==== Data listing ====
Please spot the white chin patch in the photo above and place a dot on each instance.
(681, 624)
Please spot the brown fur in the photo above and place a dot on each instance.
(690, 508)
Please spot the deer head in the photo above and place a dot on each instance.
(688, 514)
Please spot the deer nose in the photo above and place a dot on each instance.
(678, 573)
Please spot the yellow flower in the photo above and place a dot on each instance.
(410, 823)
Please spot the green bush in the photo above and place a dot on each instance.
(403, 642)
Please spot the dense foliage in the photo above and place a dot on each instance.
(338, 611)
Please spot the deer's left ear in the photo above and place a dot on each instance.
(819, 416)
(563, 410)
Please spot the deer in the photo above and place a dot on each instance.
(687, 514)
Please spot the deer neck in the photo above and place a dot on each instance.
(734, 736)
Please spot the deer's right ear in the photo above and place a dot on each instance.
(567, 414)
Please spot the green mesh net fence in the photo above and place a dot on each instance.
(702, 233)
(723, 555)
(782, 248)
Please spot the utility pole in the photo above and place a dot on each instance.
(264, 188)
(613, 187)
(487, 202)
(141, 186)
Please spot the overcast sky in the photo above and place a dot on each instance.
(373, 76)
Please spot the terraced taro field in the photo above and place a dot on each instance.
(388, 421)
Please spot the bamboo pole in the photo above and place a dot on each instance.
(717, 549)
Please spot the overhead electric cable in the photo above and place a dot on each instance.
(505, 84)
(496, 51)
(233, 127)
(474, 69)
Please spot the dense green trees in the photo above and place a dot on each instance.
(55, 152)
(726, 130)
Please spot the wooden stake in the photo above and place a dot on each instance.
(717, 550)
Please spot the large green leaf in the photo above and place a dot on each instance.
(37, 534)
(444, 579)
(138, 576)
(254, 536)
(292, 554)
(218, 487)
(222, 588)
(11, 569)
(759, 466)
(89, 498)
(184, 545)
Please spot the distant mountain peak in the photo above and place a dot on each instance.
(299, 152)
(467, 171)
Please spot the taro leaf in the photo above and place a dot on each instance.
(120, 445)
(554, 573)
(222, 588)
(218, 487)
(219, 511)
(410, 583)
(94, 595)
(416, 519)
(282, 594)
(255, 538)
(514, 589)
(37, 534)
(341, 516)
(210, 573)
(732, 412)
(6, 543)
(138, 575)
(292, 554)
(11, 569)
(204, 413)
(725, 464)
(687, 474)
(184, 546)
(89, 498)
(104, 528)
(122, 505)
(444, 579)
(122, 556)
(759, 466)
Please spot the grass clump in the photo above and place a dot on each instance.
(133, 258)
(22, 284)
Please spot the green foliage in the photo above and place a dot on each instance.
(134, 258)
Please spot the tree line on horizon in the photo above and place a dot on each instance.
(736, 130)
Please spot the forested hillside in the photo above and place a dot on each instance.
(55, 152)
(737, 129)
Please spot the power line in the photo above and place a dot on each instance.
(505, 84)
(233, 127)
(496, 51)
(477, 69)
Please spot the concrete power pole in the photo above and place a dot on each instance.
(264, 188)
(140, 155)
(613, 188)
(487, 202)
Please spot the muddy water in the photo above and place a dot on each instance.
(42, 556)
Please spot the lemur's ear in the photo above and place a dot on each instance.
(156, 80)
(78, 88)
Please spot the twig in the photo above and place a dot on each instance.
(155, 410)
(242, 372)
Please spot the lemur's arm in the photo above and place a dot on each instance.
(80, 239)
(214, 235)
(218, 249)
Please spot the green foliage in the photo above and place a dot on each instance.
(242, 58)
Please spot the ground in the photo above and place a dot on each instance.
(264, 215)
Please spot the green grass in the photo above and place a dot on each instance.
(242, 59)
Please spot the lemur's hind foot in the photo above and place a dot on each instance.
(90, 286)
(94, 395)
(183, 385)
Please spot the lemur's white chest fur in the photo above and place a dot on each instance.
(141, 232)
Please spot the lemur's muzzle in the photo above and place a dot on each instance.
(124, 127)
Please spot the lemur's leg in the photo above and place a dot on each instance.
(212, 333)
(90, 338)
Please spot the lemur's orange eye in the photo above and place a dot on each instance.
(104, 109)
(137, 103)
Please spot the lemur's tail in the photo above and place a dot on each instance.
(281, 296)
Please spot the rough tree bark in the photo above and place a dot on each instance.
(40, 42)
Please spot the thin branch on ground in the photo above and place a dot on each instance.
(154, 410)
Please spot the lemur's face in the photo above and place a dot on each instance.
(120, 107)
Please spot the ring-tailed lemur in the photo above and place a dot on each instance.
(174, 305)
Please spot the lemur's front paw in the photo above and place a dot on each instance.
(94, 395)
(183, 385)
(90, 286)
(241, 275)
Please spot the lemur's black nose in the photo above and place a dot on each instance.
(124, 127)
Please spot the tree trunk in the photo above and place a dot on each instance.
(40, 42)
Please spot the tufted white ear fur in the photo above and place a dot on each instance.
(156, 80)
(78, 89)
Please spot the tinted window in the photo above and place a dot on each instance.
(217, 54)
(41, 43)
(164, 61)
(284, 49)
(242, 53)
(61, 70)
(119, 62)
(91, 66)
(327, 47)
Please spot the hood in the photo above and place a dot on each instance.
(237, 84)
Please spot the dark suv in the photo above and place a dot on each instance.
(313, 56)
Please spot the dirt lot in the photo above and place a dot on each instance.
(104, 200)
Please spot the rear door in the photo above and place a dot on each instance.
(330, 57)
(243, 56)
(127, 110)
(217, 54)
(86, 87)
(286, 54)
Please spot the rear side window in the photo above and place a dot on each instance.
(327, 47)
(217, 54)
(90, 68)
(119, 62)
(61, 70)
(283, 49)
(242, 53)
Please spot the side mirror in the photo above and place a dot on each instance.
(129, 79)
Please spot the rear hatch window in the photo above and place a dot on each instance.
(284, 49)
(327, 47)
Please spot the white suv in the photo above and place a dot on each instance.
====
# Instructions to follow
Take the material above and return all of it exactly.

# Solution for this problem
Please spot the white chin patch in the photo above and place a dot on each instance.
(681, 624)
Please spot the brown fur in the photo above and place a dot on each instance.
(690, 508)
Please spot the deer head in the photo above and place a dot on each instance.
(688, 514)
Please spot the deer nose in the photo above and place a dot on each instance.
(678, 573)
Please spot the yellow flower in the photo above and place a dot on each instance.
(410, 823)
Please spot the green bush in the photo above and place a dot on each instance.
(403, 642)
Please spot the dense foliage in the photo above and place a dot on each instance.
(338, 611)
Please spot the deer's left ear in the photo above and place a dot on each instance.
(819, 416)
(563, 410)
Please spot the deer in the photo above and place a dot on each instance.
(687, 514)
Please spot the deer neck in the photo above and place a dot on each instance.
(734, 736)
Please spot the deer's right ear in the photo above and place a dot on each instance.
(567, 414)
Please spot the green mesh net fence in the photo above and place a dot on each instance.
(702, 233)
(723, 555)
(782, 248)
Please spot the utility pole in the photo above and place a dot on each instance.
(264, 188)
(613, 187)
(487, 202)
(141, 186)
Please spot the overcast sky in the photo above and place a dot on each instance.
(373, 76)
Please spot the terraced taro field in the photo above and place a dot on each instance.
(388, 421)
Please spot the bamboo pole in the photo above and place a dot on each instance.
(717, 549)
Please spot the overhead electric cable in the photo above and place a dot on each instance.
(505, 84)
(496, 51)
(233, 127)
(474, 69)
Please spot the dense green trees in the photo above and place a dot on each instance.
(55, 152)
(726, 130)
Please spot the wooden stake in the photo above and place a dot on each instance.
(717, 550)
Please spot the large green leaf in the photo above and place a dot on each instance.
(37, 534)
(444, 579)
(138, 576)
(254, 536)
(292, 554)
(218, 487)
(222, 588)
(11, 569)
(759, 466)
(89, 498)
(184, 545)
Please spot the distant mountain peak in the photo above and place a dot on each instance.
(299, 152)
(467, 171)
Please spot the taro leaf in the photo above and place a dot on each instance.
(120, 445)
(554, 573)
(222, 588)
(218, 487)
(219, 511)
(410, 583)
(94, 595)
(416, 519)
(282, 594)
(255, 538)
(514, 589)
(37, 534)
(341, 516)
(210, 573)
(732, 412)
(6, 543)
(138, 575)
(292, 554)
(11, 569)
(204, 413)
(725, 464)
(687, 474)
(184, 546)
(89, 498)
(104, 528)
(122, 505)
(444, 579)
(122, 556)
(759, 466)
Please spot the grass clump in the photo above and place a dot on each instance.
(133, 258)
(22, 284)
Please spot the green foliage in the photo above and place a dot on each instance.
(134, 258)
Please spot the tree line on horizon in the photo above and place a dot on each instance.
(736, 130)
Please spot the forested hillside in the photo above and place a dot on each instance.
(55, 152)
(737, 129)
Please spot the power line in the photo above and place a dot on each instance.
(505, 84)
(233, 127)
(496, 51)
(477, 69)
Please spot the concrete power pole in the photo above and place a dot on each instance.
(264, 188)
(140, 155)
(613, 188)
(487, 202)
Please spot the muddy water in the photo above and place a dot on each instance.
(42, 556)
Please spot the lemur's ear in the photo above and place a dot on each instance.
(156, 80)
(78, 88)
Please spot the twig in the photo above and place a dot on each instance.
(155, 410)
(242, 372)
Please spot the lemur's arm in the photo above and place a dot on each instance.
(80, 239)
(214, 235)
(218, 249)
Please spot the green foliage in the photo above and place a dot on each instance.
(242, 58)
Please spot the ground in the photo above and place a dot on each instance.
(264, 215)
Please spot the green grass in the photo above and place a dot on each instance.
(242, 59)
Please spot the lemur's hind foot in the photo above and place a dot on each instance.
(90, 286)
(94, 395)
(183, 385)
Please spot the lemur's white chest fur in the photo above and place a dot on each instance.
(141, 232)
Please spot the lemur's muzzle in the photo above and place a dot on each instance.
(124, 127)
Please spot the lemur's leg in the photo above and place a dot on each instance.
(212, 333)
(90, 338)
Please spot the lemur's orange eye in the photo above and place a dot on each instance.
(104, 109)
(137, 103)
Please spot the lemur's tail in the photo above and place a dot on each instance.
(281, 296)
Please spot the rough tree bark in the photo above and place a dot on each instance.
(40, 42)
Please spot the thin branch on ground in the photo above and place a dot on each instance.
(154, 410)
Please spot the lemur's face in the photo above and place a dot on each instance.
(120, 107)
Please spot the ring-tailed lemur in the photo above and place a dot on each instance.
(174, 305)
Please spot the lemur's front paw in the photo above and place a dot on each instance.
(94, 395)
(183, 385)
(90, 286)
(241, 275)
Please spot the lemur's black nose in the photo above and place a dot on each instance.
(124, 127)
Please spot the tree trunk in the photo above and place a dot on each instance.
(40, 42)
Please spot the tufted white ear fur in the photo above and place a dot on each instance.
(156, 80)
(78, 89)
Please spot the tinted window in the photo above and place a dot on each instance.
(217, 54)
(41, 43)
(164, 61)
(284, 49)
(242, 53)
(61, 70)
(119, 62)
(91, 66)
(327, 47)
Please spot the hood in the photo above and place a dot on each instance.
(237, 84)
Please spot the dark suv in the photo above and place a dot on each instance.
(313, 56)
Please spot the dirt lot in the photo above and place a dot on each instance.
(104, 200)
Please spot the rear door in the photo above and place a dot on each instance.
(330, 57)
(243, 56)
(127, 110)
(217, 54)
(86, 87)
(286, 54)
Please spot the rear side window in the photo above and place a dot on each instance.
(327, 47)
(217, 54)
(90, 68)
(119, 62)
(61, 70)
(283, 49)
(242, 53)
Please spot the side mirror in the photo above and place a dot on each instance.
(129, 79)
Please spot the rear hatch window in the photo above and place a dot on each instance.
(284, 49)
(327, 47)
Please spot the white suv in the photo above and place a dot on each instance.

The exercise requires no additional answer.